● Extracted entries:
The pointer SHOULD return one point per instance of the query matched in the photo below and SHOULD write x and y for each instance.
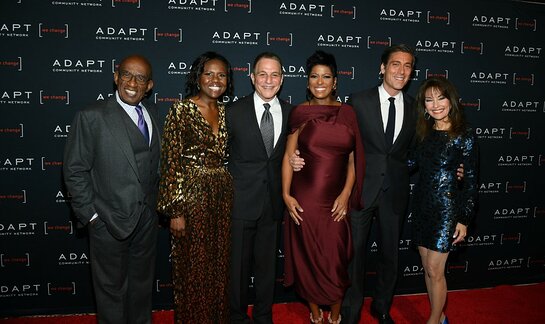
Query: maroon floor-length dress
(317, 252)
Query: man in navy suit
(386, 184)
(111, 169)
(258, 205)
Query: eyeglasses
(127, 76)
(264, 75)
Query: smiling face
(321, 82)
(267, 78)
(397, 72)
(437, 105)
(133, 80)
(213, 79)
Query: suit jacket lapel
(114, 121)
(376, 114)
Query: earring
(426, 115)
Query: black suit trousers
(389, 226)
(253, 245)
(123, 271)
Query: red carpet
(502, 304)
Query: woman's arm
(287, 174)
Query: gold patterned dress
(195, 183)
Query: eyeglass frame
(128, 76)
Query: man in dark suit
(258, 204)
(385, 191)
(111, 169)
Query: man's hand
(177, 226)
(296, 161)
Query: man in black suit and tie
(111, 169)
(387, 125)
(256, 125)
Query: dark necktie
(390, 126)
(267, 129)
(142, 125)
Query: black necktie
(390, 126)
(142, 125)
(267, 129)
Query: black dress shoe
(383, 318)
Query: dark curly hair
(424, 123)
(321, 58)
(197, 67)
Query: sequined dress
(196, 184)
(440, 201)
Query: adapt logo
(178, 68)
(471, 103)
(61, 131)
(236, 38)
(399, 15)
(111, 33)
(192, 5)
(521, 51)
(18, 163)
(47, 98)
(15, 30)
(46, 30)
(20, 290)
(126, 3)
(294, 71)
(16, 131)
(342, 41)
(73, 258)
(523, 79)
(302, 9)
(15, 97)
(340, 11)
(516, 160)
(457, 267)
(491, 22)
(279, 39)
(521, 106)
(436, 46)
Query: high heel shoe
(319, 320)
(338, 321)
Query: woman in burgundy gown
(318, 244)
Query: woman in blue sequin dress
(443, 204)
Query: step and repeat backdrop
(57, 57)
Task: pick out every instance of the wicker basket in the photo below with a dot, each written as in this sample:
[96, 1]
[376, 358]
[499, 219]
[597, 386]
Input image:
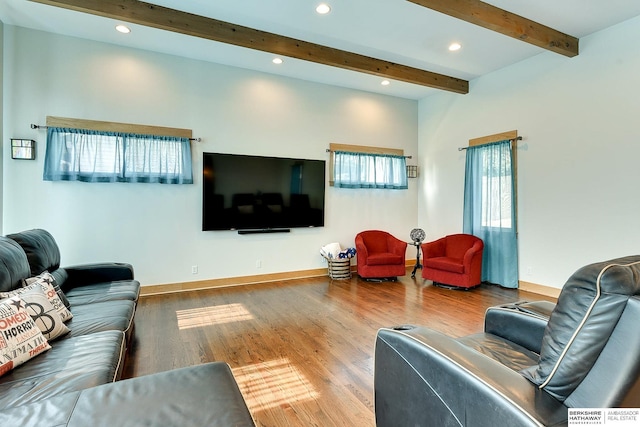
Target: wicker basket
[339, 268]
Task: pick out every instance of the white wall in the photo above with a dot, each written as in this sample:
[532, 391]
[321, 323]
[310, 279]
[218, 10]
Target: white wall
[157, 227]
[578, 167]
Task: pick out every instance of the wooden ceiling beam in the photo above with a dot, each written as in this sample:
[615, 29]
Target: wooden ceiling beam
[163, 18]
[504, 22]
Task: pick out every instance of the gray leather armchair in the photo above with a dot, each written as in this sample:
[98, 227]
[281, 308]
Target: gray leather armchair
[533, 361]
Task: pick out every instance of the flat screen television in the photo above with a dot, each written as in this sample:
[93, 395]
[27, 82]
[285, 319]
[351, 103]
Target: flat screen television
[263, 194]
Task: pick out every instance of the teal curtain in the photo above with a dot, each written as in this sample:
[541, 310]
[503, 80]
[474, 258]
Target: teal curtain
[489, 210]
[96, 156]
[365, 170]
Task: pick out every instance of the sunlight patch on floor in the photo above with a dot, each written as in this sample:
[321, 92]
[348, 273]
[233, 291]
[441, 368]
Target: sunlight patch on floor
[270, 384]
[213, 315]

● Task:
Leave out the pictures, then return every line of the data exactly.

● Task response:
The pointer SHOULD return one point per instance of the query matched in the photo below and SHOULD write x and y for each instance.
Query: maroon floor-length dress
(317, 252)
Query: man in navy suit
(386, 184)
(111, 169)
(258, 205)
Query: eyeglasses
(127, 76)
(264, 75)
Query: smiling face
(321, 82)
(267, 78)
(397, 72)
(437, 105)
(133, 80)
(213, 79)
Query: suit jacket lapel
(114, 121)
(376, 114)
Query: earring
(426, 115)
Query: black suit trousers
(389, 226)
(253, 245)
(123, 271)
Query: red carpet
(502, 304)
Query: woman's arm
(287, 174)
Query: gold patterned dress
(195, 183)
Query: eyeglass frame
(128, 76)
Query: man in dark suit
(258, 204)
(385, 191)
(111, 169)
Query: man's hand
(177, 226)
(296, 161)
Query: man in black suit and tie
(111, 169)
(387, 125)
(256, 125)
Query: dark necktie
(390, 126)
(267, 129)
(142, 125)
Query: black necktie
(390, 126)
(142, 125)
(267, 129)
Query: black dress shoe
(383, 318)
Query: dark curly hair
(424, 123)
(321, 58)
(197, 67)
Query: sequined dress
(196, 184)
(440, 201)
Query: adapt logo
(178, 68)
(471, 103)
(61, 131)
(236, 38)
(399, 15)
(111, 33)
(192, 5)
(521, 51)
(18, 163)
(47, 98)
(15, 30)
(46, 30)
(20, 290)
(126, 3)
(294, 71)
(16, 131)
(342, 41)
(73, 258)
(523, 79)
(302, 9)
(15, 97)
(340, 11)
(516, 160)
(457, 267)
(491, 22)
(279, 39)
(521, 106)
(436, 46)
Query: high heel shoe
(319, 320)
(338, 321)
Query: woman in burgundy gown
(318, 244)
Query: woman in blue sequin dress
(443, 204)
Query: step and repeat backdrop
(57, 57)
Task: pick out every instance of the wicker basket in the photo below with a dot, each written as in this sample:
[96, 1]
[376, 358]
[499, 219]
[597, 386]
Input image:
Target: wicker basket
[339, 268]
Task: pick out every instance of the white wall in the photo above with a dot, each written as in this sample:
[532, 391]
[321, 323]
[310, 279]
[218, 10]
Target: white wall
[157, 227]
[578, 167]
Task: pick out every instance of the wooden ceiling beam in the photo above with a dot, each written as in this sample:
[615, 29]
Target: wooden ceiling beam
[163, 18]
[504, 22]
Task: pick out every instance of the gray leather armchair in the photo above with a dot, each written as in this sample:
[98, 227]
[281, 308]
Target: gray leather armchair
[533, 361]
Task: pick out every instance of the flat screen television in the photo above with a dot, each written as in this sample:
[93, 395]
[27, 82]
[285, 319]
[351, 103]
Target: flat screen television
[263, 194]
Task: pick out every instance of the teal curtain in the photo above with a dot, each written as in this sample:
[541, 310]
[503, 80]
[474, 258]
Target: teal curtain
[489, 210]
[96, 156]
[365, 170]
Task: pick out every instance of the sunlight patch on floor in the photo above with a dot, each written as in this sample:
[321, 92]
[348, 273]
[233, 291]
[441, 368]
Target: sunlight patch on floor
[270, 384]
[213, 315]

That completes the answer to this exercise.